**Extract to read:**
Content starts
Crushing Medical Conscience Rights
Got this in the mail from a friend who is a well-known activist involved in fighting assisted suicide. I publish it with his permission, with his name redacted:
I sense such exhaustion among pro-lifers and religious conservatives. When I speak, I tell them that people are saying, “Fine, do what you want. Just leave me alone.” And I tell them the problem with that is they WON’T leave you alone.
The same dynamic about which you write regarding LGBT issues is playing out in bioethics with regard to medical conscience. It isn’t enough that abortion is legal and euthanasia. It isn’t enough that children are being mutilated who are gender dysphoric or their normal puberties blocked-with unknown consequences later in life. Doctors MUST do it when asked-even if it violates their religious beliefs or professional consciences.
In Canada, the Charter has stronger protections in this regard than our First Amendment, explicitly protecting “freedom of conscience and religion.” That didn’t help the Catholic doctors who sued to keep from having to participate in euthanasia as required by the Ontario College of Physicians and Surgeons (!!!). These MDS must either kill or provide an “effective referral,” which is procuring the doctor willing to commit homicide. An idea used in other provinces for the government to publish a public list of willing MDs was rejected because it would create stigma around MAID (medical aid in dying, the euphemism of choice for mercy homicide).
A court of appeals has now ruled that all doctors must perform all legal medical procedures when asked-known as assuring “equal equitable access to healthcare”-or find an area of practice in which they won’t be asked, or get out of medicine.
I have long written they want to drive pro-lifers out of health care. (I talk with pro-life students who are rejected from nursing and medical schools mysteriously.) It’s clear.
And they don’t care if there is a brain drain or that good doctors retire instead of bend the knee.
That crap is coming here once Trump is gone. The explosive reaction to his conscience rule at HHS proves it.
So, what choice do we have?
When people say they can’t understand how any Christian can vote for Trump, they need to think hard about this. Abortion and assisted suicide might seem like relatively minor things to you. Most assuredly they are not to us. We are talking about a regime under which physicians and other medical personnel are compelled to participate in what they regard as suicide, and/or a form of murder. This has never been the case before, but now it is in some places, and is coming here quickly.
Those who say that Christians have no business voting for Trump need to explain why it is morally preferable to vote for a president who would support these anti-life policies.
Content ends
**Point localization data:**
Content starts
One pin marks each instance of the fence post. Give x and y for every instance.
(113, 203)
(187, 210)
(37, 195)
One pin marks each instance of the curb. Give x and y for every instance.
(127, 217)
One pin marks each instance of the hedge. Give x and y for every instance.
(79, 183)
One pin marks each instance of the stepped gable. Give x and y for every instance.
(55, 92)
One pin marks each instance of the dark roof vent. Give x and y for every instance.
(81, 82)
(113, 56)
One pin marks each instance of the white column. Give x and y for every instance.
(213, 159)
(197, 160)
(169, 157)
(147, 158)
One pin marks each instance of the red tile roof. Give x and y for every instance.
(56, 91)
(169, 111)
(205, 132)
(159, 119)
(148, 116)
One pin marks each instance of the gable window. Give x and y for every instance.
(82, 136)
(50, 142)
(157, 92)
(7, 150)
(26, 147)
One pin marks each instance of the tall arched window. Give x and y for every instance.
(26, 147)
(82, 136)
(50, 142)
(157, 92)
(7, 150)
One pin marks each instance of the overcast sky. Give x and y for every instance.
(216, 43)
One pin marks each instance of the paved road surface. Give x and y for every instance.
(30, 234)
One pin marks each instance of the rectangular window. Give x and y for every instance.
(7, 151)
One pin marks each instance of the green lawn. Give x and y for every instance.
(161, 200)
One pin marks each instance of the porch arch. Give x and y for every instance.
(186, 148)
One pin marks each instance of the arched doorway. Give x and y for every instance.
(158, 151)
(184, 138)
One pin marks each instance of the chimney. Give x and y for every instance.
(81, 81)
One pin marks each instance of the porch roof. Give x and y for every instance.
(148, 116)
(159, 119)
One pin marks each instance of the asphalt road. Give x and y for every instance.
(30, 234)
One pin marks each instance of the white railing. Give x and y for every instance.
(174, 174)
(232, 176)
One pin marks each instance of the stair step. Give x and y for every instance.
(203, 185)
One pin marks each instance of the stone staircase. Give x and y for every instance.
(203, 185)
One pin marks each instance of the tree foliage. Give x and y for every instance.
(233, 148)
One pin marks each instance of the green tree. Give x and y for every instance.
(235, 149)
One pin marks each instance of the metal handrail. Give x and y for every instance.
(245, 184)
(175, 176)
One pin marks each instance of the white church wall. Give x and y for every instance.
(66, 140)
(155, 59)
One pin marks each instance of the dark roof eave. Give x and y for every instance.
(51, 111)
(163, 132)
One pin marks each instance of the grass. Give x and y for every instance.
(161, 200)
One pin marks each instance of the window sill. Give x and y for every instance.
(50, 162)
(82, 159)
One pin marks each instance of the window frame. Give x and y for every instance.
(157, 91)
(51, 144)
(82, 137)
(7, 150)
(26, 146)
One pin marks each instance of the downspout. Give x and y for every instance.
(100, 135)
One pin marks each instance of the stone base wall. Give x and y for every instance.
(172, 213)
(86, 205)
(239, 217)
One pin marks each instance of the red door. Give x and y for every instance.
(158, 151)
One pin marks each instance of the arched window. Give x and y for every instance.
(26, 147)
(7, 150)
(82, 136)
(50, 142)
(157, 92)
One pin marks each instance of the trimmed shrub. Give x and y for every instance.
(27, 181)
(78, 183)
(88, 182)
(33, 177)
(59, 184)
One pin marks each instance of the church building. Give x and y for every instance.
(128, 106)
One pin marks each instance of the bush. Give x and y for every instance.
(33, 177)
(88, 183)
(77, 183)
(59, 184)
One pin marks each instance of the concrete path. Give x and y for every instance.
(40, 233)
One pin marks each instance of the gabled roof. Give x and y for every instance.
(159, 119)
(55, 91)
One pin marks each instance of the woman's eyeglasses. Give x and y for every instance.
Content ends
**Task requirements:**
a. Return the passage of the piece on medical conscience rights from "And they don’t" up to and including "coming here quickly.", copied word for word.
b. Take the piece on medical conscience rights further, picking up right after its final sentence.

**Response list:**
a.
And they don’t care if there is a brain drain or that good doctors retire instead of bend the knee.
That crap is coming here once Trump is gone. The explosive reaction to his conscience rule at HHS proves it.
So, what choice do we have?
When people say they can’t understand how any Christian can vote for Trump, they need to think hard about this. Abortion and assisted suicide might seem like relatively minor things to you. Most assuredly they are not to us. We are talking about a regime under which physicians and other medical personnel are compelled to participate in what they regard as suicide, and/or a form of murder. This has never been the case before, but now it is in some places, and is coming here quickly.

b.
My feeling is that at best the Trump presidency buys us time. Maybe this means time to prepare the resistance. Maybe this means time for Christian and other dissident medical personnel to prepare for other careers. Maybe this means time for conservative political leadership to get its act together and fight hard to protect conscience rights of doctors and nurses. It ought to mean all three, at least. In The Benedict Option, I quoted someone who is very high up in the US medical profession:
Christian students and their parents must take this into careful consideration when deciding on a field of study in college and professional school. A nationally prominent physician who is also a devout Christian tells me he discourages his children from following in his footsteps. Doctors now and in the near future will be dealing with issues related to sex, sexuality, and gender identity but also to abortion and euthanasia. “Patient autonomy” and nondiscrimination are the principles that trump all conscience considerations, and physicians are expected to fall in line.
“If they make compliance a matter of licensure, there will be nowhere to hide,” said this physician. “And then what do you do if you’re three hundred thousand dollars in debt from medical school, and have a family with three kids and a sick parent? Tough call, because there aren’t too many parishes or church communities who would jump in and help.”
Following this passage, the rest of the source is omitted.